§ Assignment
Transcribe the data as written, minus images.

Free-text object descriptions
|---|
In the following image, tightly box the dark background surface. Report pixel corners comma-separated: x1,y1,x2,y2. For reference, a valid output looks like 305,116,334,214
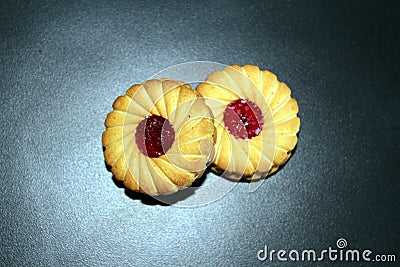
1,0,399,266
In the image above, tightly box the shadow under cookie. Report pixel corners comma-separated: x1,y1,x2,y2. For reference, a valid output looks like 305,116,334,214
111,171,208,206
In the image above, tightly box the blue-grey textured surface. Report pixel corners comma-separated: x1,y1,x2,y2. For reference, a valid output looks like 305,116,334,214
1,0,399,266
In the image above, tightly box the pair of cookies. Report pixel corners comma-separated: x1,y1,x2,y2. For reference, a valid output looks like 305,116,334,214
102,64,300,196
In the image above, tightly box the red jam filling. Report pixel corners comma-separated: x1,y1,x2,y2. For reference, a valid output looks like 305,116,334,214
223,98,264,140
135,114,175,158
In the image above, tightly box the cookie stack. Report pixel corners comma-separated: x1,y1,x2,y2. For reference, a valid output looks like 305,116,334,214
102,64,300,196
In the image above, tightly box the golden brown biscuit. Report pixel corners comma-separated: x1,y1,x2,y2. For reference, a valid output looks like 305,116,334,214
103,79,216,195
196,64,300,180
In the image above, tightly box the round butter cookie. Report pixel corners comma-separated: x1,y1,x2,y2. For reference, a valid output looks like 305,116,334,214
196,64,300,180
103,79,216,195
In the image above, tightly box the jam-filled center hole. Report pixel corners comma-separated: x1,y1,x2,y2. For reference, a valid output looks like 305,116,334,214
223,98,264,140
135,114,175,158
|---|
§ Answer for this exercise
In the following image, tightly box the dark background surface. Report pixel corners comma-separated: x1,y1,x2,y2. For reference, a valid output looks like 305,116,334,214
1,0,399,266
In the image above, tightly box the shadow under cookie. Report pixel corners comma-separated: x1,y1,x2,y2. For reference, a valid output looks like 305,116,334,214
111,171,208,206
In the image above, tightly box the blue-grey textured surface. Report pixel corners comma-separated: x1,y1,x2,y2. For reference, a valid output looks like 305,116,334,214
1,0,399,266
In the image above, tightly box the pair of cookies. Report pixel corners comma-separated: x1,y1,x2,y2. For reference, a valid output looks like 305,116,334,214
102,64,300,196
In the image above, tightly box the red jam filling. Report pixel corners comma-separated: x1,y1,x2,y2. For reference, a valid output looks like 305,116,334,214
223,98,264,140
135,114,175,158
In the image above, tightly box the cookie stack. Report pixel corners comma-separated: x1,y1,x2,y2. For reference, a valid output looks like 305,116,334,214
102,64,300,196
In the image above, tightly box the golden brown biscuit. Report pixel corners comma-separated: x1,y1,x2,y2. For reference, a valid output looks like 305,116,334,214
103,79,216,195
196,64,300,180
In the image above, tightly box the round butter cookie. Report pixel corners comma-separated: x1,y1,x2,y2. For reference, a valid output looks like 305,116,334,214
196,64,300,180
103,79,216,195
In the image above, tightly box the jam-filled center hole. Report pixel corners comma-separated: x1,y1,x2,y2. For reference, a valid output looks like 305,116,334,214
223,98,264,140
135,114,175,158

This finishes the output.